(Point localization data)
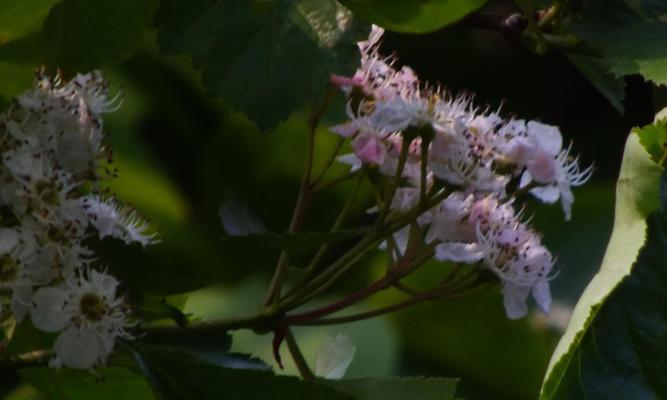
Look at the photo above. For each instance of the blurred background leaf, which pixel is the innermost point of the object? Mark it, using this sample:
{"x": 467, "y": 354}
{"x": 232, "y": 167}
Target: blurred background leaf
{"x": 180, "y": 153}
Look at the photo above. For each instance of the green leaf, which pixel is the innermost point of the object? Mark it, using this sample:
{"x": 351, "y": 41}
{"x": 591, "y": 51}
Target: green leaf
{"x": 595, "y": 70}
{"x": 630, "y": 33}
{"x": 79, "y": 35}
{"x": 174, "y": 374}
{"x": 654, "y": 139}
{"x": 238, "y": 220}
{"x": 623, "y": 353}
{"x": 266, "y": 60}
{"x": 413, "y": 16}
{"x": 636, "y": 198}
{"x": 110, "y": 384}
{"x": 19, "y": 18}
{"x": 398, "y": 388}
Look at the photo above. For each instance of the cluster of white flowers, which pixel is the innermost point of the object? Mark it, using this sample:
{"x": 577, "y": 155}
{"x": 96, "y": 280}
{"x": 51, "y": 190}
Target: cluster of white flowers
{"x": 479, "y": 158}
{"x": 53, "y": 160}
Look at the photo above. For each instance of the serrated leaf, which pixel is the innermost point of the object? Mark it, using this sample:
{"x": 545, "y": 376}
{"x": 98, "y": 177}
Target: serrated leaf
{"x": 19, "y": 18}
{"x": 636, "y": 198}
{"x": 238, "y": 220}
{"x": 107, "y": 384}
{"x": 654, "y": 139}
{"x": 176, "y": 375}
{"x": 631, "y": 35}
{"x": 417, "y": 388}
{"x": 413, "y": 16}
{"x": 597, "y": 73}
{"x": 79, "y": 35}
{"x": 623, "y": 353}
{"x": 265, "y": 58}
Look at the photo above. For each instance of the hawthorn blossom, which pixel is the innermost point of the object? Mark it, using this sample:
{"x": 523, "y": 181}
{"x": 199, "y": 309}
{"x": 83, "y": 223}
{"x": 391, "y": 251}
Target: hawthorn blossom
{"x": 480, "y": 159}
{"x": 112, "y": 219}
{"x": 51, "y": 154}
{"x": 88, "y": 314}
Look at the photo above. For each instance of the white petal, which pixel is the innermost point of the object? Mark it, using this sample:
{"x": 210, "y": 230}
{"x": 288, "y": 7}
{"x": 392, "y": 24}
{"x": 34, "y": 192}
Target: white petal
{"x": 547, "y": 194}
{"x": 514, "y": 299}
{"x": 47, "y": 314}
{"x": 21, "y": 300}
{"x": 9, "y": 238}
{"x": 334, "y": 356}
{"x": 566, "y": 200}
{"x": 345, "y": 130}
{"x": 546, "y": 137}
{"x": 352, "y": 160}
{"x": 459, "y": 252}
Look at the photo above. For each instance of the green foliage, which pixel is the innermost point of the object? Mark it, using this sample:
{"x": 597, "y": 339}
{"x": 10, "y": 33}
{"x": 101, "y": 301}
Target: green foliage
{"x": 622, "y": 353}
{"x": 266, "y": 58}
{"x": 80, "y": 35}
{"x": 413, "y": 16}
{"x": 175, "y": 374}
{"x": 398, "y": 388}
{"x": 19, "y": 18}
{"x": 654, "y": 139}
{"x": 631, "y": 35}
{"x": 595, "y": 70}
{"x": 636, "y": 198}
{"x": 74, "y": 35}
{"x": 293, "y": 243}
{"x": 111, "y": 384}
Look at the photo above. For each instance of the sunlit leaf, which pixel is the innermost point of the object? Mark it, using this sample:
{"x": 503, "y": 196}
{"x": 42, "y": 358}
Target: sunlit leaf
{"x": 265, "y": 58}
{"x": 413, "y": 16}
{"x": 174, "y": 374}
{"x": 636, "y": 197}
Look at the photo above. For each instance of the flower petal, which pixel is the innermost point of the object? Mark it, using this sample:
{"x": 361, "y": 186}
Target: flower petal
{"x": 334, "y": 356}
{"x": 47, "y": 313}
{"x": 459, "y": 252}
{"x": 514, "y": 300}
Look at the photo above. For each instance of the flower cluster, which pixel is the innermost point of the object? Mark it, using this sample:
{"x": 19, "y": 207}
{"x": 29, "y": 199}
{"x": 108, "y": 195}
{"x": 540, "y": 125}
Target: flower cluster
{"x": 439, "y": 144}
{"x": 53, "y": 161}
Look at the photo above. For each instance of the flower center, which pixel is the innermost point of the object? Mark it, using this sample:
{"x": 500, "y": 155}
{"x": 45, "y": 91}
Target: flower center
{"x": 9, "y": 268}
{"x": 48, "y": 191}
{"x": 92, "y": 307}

▸ **WORK REQUIRED**:
What's needed is an exact copy of every entry, free of pictures.

▸ **TASK RESULT**:
Look at the photo above. For each instance of the blurred background leaf, which pixel is the innermost point of the object? Mark it, using this sample:
{"x": 467, "y": 354}
{"x": 232, "y": 167}
Target: blurred background leaf
{"x": 180, "y": 153}
Look at the photo above. For each instance of the green leaf, which pixel is the innermost point of the object? Mark it, using this sample:
{"x": 351, "y": 41}
{"x": 591, "y": 51}
Target: green leaf
{"x": 595, "y": 70}
{"x": 630, "y": 33}
{"x": 79, "y": 35}
{"x": 174, "y": 374}
{"x": 654, "y": 139}
{"x": 238, "y": 220}
{"x": 623, "y": 353}
{"x": 266, "y": 60}
{"x": 413, "y": 16}
{"x": 636, "y": 198}
{"x": 110, "y": 384}
{"x": 19, "y": 18}
{"x": 398, "y": 388}
Look at the photo above. For each instance of the cluster of white flowers, which pixel is the innermost point of the object? Mark it, using this sample:
{"x": 577, "y": 155}
{"x": 96, "y": 280}
{"x": 51, "y": 190}
Target: cluster of white flowers
{"x": 479, "y": 158}
{"x": 53, "y": 160}
Look at the photo above. For each instance of the serrated leaf, which pixel is the innermost point of the object? Mark it, using this sample:
{"x": 545, "y": 376}
{"x": 98, "y": 177}
Target: serrated leaf
{"x": 19, "y": 18}
{"x": 636, "y": 198}
{"x": 238, "y": 220}
{"x": 107, "y": 384}
{"x": 654, "y": 139}
{"x": 176, "y": 375}
{"x": 631, "y": 35}
{"x": 417, "y": 388}
{"x": 413, "y": 16}
{"x": 597, "y": 73}
{"x": 79, "y": 35}
{"x": 623, "y": 353}
{"x": 265, "y": 58}
Look at the photo above. For each instance of the hawthorn blossom, which pixel is the innermost point of the object? Mark it, using this sample:
{"x": 523, "y": 181}
{"x": 199, "y": 309}
{"x": 83, "y": 223}
{"x": 391, "y": 251}
Target: hawthorn blossom
{"x": 480, "y": 159}
{"x": 112, "y": 219}
{"x": 51, "y": 154}
{"x": 88, "y": 314}
Look at the photo above. For each instance of the white petal, which pixel is the innermost point of the object? Mark it, using this sample:
{"x": 210, "y": 230}
{"x": 288, "y": 7}
{"x": 392, "y": 24}
{"x": 34, "y": 192}
Target: white petal
{"x": 547, "y": 194}
{"x": 514, "y": 299}
{"x": 47, "y": 314}
{"x": 21, "y": 300}
{"x": 9, "y": 238}
{"x": 334, "y": 356}
{"x": 566, "y": 200}
{"x": 345, "y": 130}
{"x": 546, "y": 137}
{"x": 352, "y": 160}
{"x": 459, "y": 252}
Look at the photo above. For each instance of the green foliage, which pixel is the innermost point of the object? Mark it, using this sample:
{"x": 597, "y": 339}
{"x": 10, "y": 33}
{"x": 101, "y": 301}
Target: green foliage
{"x": 622, "y": 353}
{"x": 266, "y": 58}
{"x": 80, "y": 35}
{"x": 413, "y": 16}
{"x": 175, "y": 374}
{"x": 398, "y": 388}
{"x": 19, "y": 18}
{"x": 654, "y": 139}
{"x": 631, "y": 35}
{"x": 595, "y": 70}
{"x": 636, "y": 198}
{"x": 74, "y": 35}
{"x": 293, "y": 243}
{"x": 111, "y": 384}
Look at the photo above. For each instance of the sunlit leaf, which pixel is the innermost point of the object? Mark it, using this sample:
{"x": 503, "y": 196}
{"x": 42, "y": 358}
Target: sunlit leaf
{"x": 265, "y": 58}
{"x": 413, "y": 16}
{"x": 174, "y": 374}
{"x": 636, "y": 197}
Look at the photo above. For each instance of the flower petal, which pixel is the innermost point of the object? Mark it, using this sample:
{"x": 361, "y": 186}
Target: flower petal
{"x": 334, "y": 356}
{"x": 47, "y": 313}
{"x": 459, "y": 252}
{"x": 514, "y": 300}
Look at the photo above. For each instance of the flower cluster, which pixel is the innermost point of the object? Mark it, using this sample:
{"x": 19, "y": 207}
{"x": 29, "y": 199}
{"x": 108, "y": 195}
{"x": 540, "y": 125}
Target: flower cluster
{"x": 439, "y": 144}
{"x": 53, "y": 161}
Look at the photo above. For each instance of the flower center, which pixel is the innermost point of the object? Mark it, using this sample:
{"x": 500, "y": 155}
{"x": 45, "y": 91}
Target: flower center
{"x": 9, "y": 268}
{"x": 48, "y": 191}
{"x": 92, "y": 307}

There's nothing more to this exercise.